-------- Passage shown
Maree took charge of the hose and bucket connection — classic “I’ve got this” energy — while I got busy figuring out a pulley system and the main shower block setup. At one point I wandered over to grab a tool and found Maree in a full WWE showdown with the silicone sealant. I swear she’d spread that stuff everywhere except the thing she meant to seal. Honestly, silicon should come with a warning label: “Will ruin at least one relationship.”

By lunch we had the whole rig in a “nearly there” state. Just needed the sealant to dry, which meant no official test run yet. But the curiosity was simmering.

The afternoon entertainment:

Horse and donkey wash day. The horse loved it, absolute diva behaviour. Head up, soaking it in like he expected someone to bring him a cocktail with a tiny umbrella.

The donkeys? Entirely different story. They acted like we were trying to baptise them against their will, stubborn, dramatic, legs stiff like planks. It was like washing two toddlers who’d both decided dirt was their personality now.

And after all that animal chaos, something in me snapped. I needed a wash too. That near - finished outdoor shower was calling my name. So I roped Maree in and we gave it a test go.

Here’s what we learned:

1. 100% a one-person shower. No question.

2. Nowhere dry to change unless you enjoy doing the cold-wind towel dance.

So tomorrow I’ll build an extension, a little screen, a tiny changing nook, something that gives the whole operation a smidge of dignity.

But for today? Not bad. Animals clean-ish. Shower almost operational. Maree still scraping silicone off her arms. And me? Feeling pretty chuffed to be building useful things in out of limited resorces and a bit of kiwi ingenuity.
----------------
**Exercise directions**: In the outdoor shower account, which part of the setup did Maree take charge of?
-------- Recorded data
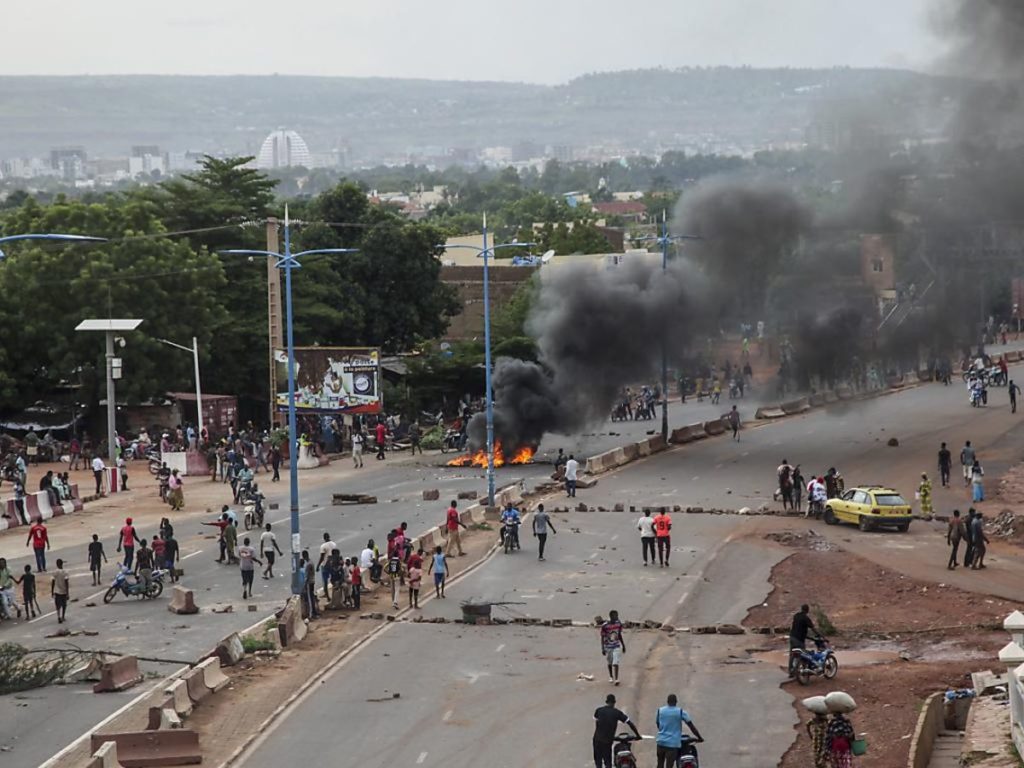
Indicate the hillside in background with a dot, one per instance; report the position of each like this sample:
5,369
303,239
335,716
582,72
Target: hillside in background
377,117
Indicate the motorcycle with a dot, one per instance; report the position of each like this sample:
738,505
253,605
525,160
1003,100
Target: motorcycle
510,536
252,506
820,663
688,753
622,753
126,585
452,440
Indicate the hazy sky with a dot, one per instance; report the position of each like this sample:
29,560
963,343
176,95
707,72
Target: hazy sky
546,41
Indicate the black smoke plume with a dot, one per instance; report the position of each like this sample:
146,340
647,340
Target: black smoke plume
747,227
597,330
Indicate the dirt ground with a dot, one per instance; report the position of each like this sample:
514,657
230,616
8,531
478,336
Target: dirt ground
934,639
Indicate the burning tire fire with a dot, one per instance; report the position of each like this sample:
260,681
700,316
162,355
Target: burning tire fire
523,455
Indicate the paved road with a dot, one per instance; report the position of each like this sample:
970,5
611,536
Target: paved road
509,695
849,436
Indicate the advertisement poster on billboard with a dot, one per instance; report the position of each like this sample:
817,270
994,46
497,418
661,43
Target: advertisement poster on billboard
331,380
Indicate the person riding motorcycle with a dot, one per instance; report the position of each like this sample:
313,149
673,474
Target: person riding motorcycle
834,483
511,515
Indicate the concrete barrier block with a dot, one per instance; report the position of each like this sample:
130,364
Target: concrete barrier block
182,601
798,406
144,749
714,428
178,693
656,443
105,756
229,650
291,627
119,675
198,689
212,676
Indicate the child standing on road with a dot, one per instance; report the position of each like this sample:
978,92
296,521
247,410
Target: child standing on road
440,571
60,591
95,554
28,582
415,578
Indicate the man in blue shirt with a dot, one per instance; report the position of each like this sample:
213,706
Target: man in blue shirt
511,514
670,721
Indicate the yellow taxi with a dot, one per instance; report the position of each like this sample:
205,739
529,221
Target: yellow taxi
869,507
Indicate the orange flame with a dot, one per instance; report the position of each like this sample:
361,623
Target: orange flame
523,455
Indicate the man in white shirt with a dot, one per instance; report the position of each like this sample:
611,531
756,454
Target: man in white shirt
97,471
326,549
571,468
646,527
268,546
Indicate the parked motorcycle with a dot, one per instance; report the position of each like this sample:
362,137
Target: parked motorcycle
688,753
126,584
252,507
452,440
820,663
622,752
510,536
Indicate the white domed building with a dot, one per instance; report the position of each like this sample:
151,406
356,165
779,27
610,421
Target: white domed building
284,150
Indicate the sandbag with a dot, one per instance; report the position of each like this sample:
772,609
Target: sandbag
816,705
840,702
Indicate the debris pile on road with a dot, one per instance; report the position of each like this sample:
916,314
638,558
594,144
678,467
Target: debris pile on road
810,540
1004,525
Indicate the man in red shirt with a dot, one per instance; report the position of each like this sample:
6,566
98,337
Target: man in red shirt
663,528
127,542
40,542
452,524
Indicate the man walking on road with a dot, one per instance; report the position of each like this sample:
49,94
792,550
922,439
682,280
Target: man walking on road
96,559
541,524
97,471
646,527
127,541
247,558
663,531
571,469
954,535
606,720
612,645
268,546
40,541
452,525
326,549
734,423
945,465
967,462
60,591
669,721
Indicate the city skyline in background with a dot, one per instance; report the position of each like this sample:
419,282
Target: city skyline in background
528,41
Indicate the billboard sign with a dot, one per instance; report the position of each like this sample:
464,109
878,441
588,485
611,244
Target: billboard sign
331,380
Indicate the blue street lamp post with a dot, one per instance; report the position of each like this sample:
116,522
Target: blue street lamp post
666,240
486,253
289,261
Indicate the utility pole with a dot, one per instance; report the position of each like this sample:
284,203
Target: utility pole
275,337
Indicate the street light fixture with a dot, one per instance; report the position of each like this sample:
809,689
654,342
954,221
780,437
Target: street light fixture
486,252
289,261
65,238
665,240
199,390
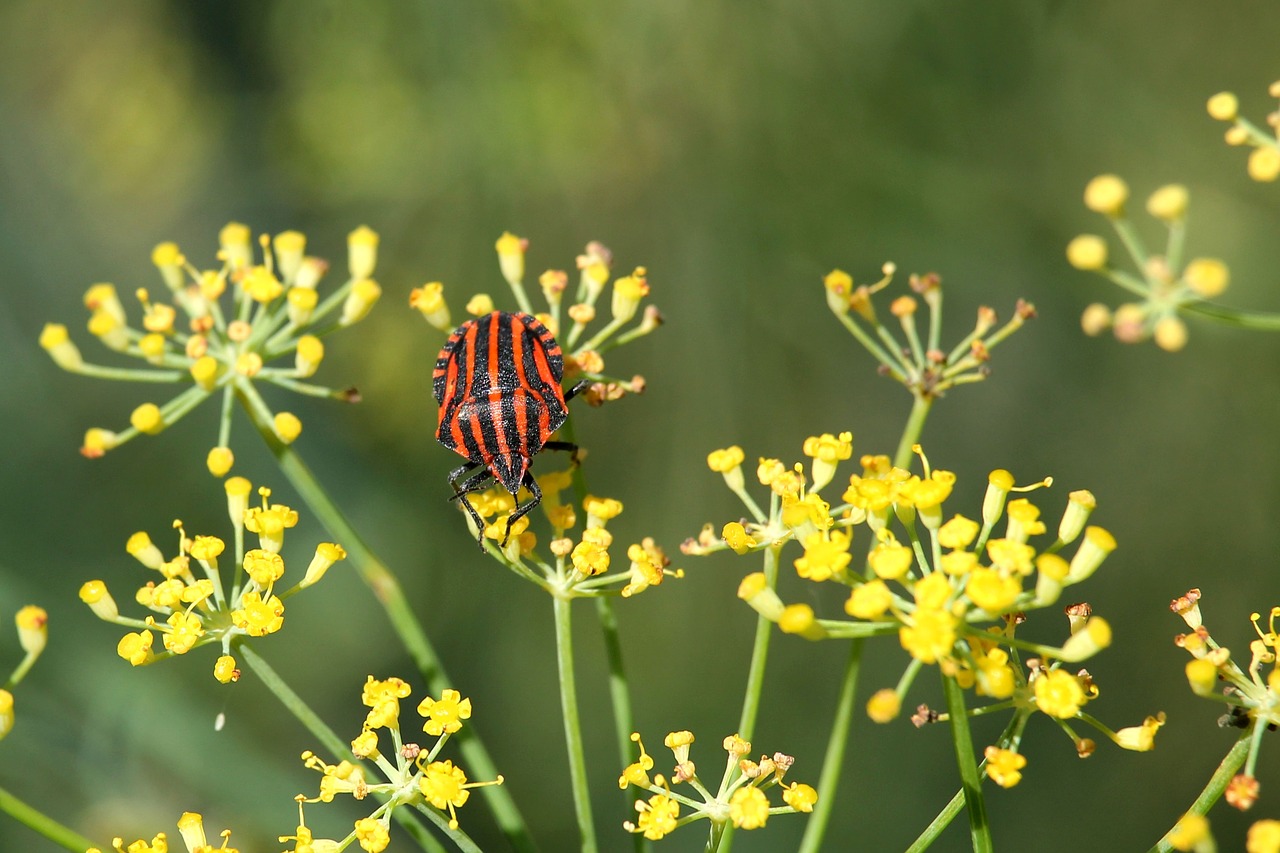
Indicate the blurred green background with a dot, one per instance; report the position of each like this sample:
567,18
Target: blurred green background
739,150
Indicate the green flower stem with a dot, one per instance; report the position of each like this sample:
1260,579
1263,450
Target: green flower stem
42,824
129,374
759,653
338,747
572,725
620,689
912,432
871,346
388,593
935,829
1217,783
293,703
979,830
754,682
833,761
1130,240
1232,316
22,669
620,697
1176,241
842,724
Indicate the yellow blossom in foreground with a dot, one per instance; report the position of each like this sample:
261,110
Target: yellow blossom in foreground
735,537
1059,694
444,715
373,835
799,797
657,817
824,555
869,601
1141,738
1004,766
446,787
748,808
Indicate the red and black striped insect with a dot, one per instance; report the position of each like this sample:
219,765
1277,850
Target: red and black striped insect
498,383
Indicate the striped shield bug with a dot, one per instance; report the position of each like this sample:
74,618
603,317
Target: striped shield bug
498,383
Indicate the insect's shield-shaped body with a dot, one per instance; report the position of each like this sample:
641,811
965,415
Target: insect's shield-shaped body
497,381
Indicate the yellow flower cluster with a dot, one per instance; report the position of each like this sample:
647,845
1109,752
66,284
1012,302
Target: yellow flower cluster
411,771
191,829
1265,158
196,602
579,566
917,360
740,799
272,311
1252,690
583,359
951,589
1162,281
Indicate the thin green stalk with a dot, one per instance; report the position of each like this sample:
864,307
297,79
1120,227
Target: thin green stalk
42,824
620,696
337,747
979,830
293,703
944,820
759,655
388,593
1233,316
572,724
1010,738
833,761
620,689
920,406
754,680
1217,783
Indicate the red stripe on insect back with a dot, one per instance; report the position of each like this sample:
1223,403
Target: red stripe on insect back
519,338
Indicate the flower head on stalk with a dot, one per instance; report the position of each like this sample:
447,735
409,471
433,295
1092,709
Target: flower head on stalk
411,774
579,564
224,331
1165,283
191,829
32,625
952,589
1251,690
914,360
1264,162
740,799
196,598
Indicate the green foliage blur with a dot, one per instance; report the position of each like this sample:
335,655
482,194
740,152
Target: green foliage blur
739,150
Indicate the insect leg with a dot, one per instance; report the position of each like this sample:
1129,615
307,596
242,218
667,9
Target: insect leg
469,486
522,510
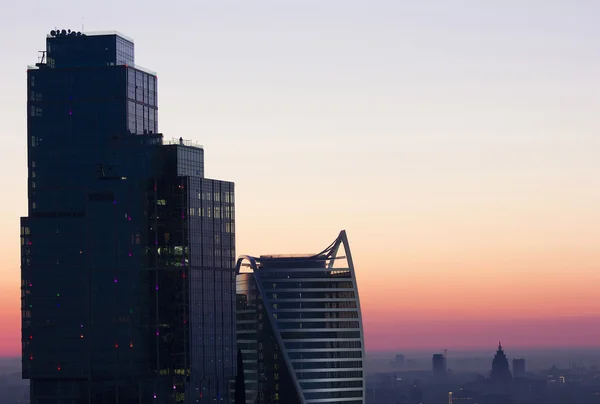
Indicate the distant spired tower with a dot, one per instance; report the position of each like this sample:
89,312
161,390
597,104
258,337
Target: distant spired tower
500,369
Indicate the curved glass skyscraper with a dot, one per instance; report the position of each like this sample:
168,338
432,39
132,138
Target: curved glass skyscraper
300,327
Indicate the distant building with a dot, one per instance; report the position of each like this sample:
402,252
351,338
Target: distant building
500,369
439,365
519,367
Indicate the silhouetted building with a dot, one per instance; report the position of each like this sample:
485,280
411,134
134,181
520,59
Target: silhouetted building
439,365
127,251
500,369
462,397
300,328
519,367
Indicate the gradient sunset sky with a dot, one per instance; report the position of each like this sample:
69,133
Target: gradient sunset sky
457,142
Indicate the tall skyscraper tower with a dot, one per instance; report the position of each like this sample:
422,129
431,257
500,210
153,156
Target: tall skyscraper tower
128,252
300,328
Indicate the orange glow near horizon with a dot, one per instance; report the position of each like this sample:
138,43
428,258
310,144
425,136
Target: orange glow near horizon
461,157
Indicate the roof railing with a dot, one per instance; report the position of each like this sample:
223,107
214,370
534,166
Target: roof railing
183,142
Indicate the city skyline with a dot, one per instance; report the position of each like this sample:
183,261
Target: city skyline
471,158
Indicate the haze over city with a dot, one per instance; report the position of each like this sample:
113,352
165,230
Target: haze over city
455,141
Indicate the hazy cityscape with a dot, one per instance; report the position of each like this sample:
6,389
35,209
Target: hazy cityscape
417,225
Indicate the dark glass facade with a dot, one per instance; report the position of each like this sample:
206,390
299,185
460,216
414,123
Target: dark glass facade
300,328
128,279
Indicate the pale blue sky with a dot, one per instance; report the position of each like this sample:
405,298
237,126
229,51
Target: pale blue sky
442,130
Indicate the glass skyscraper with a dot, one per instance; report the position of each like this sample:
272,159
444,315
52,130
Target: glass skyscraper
300,328
128,251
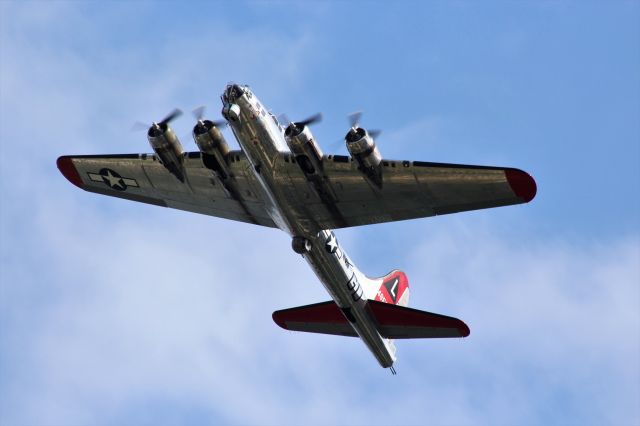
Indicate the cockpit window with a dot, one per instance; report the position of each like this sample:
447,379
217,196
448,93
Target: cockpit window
233,92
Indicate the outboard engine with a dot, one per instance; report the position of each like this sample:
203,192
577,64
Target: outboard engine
167,147
364,151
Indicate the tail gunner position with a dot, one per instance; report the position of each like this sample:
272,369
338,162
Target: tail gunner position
280,178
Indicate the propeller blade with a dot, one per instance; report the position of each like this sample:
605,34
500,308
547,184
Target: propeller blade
198,113
311,120
172,116
220,123
139,126
354,118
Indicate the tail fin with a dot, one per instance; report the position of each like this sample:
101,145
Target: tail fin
393,288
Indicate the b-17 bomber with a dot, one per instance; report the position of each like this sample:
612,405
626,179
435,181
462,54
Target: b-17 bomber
280,178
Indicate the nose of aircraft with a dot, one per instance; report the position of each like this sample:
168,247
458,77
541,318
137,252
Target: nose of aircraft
233,91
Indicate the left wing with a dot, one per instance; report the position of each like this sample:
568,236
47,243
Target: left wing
140,177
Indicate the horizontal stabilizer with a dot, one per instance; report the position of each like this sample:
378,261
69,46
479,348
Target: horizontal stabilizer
399,322
393,321
325,318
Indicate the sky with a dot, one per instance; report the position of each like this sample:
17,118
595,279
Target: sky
117,313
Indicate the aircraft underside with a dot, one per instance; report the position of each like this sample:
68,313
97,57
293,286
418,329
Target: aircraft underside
281,178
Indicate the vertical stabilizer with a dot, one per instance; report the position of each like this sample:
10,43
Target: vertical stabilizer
393,288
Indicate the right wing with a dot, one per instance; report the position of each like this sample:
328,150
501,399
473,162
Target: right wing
140,177
410,190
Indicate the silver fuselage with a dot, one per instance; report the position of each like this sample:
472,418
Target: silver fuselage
263,142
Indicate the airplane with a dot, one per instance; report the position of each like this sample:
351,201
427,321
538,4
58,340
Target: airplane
280,178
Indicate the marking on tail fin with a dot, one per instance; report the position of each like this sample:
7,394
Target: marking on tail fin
391,289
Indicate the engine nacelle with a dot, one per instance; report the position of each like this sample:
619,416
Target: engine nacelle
364,151
304,148
167,147
211,142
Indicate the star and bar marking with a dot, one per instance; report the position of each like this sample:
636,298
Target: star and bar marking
113,180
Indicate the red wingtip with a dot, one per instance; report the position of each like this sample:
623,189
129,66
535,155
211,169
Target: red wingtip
464,329
277,318
522,184
66,167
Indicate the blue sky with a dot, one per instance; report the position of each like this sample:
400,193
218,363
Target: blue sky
118,313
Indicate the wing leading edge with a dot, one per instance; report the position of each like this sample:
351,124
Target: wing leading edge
393,321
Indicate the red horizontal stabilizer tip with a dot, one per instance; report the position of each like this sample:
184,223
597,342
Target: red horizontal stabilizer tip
316,313
522,184
66,167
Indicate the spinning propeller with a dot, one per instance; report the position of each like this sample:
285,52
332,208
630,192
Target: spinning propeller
138,126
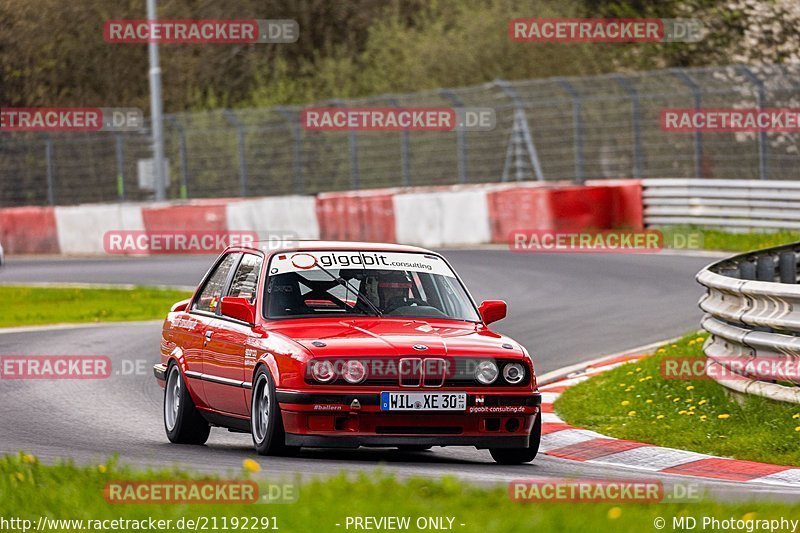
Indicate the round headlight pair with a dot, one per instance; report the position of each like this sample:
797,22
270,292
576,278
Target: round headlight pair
353,371
487,372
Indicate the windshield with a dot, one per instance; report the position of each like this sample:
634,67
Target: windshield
326,282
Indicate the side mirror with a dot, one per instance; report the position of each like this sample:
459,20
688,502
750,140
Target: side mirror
179,307
238,308
492,310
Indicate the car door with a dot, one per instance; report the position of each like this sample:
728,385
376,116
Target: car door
226,348
203,311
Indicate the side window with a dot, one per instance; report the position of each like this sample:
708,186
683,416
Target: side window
212,292
245,280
----------------
**Exercise answer**: The hose and bucket connection.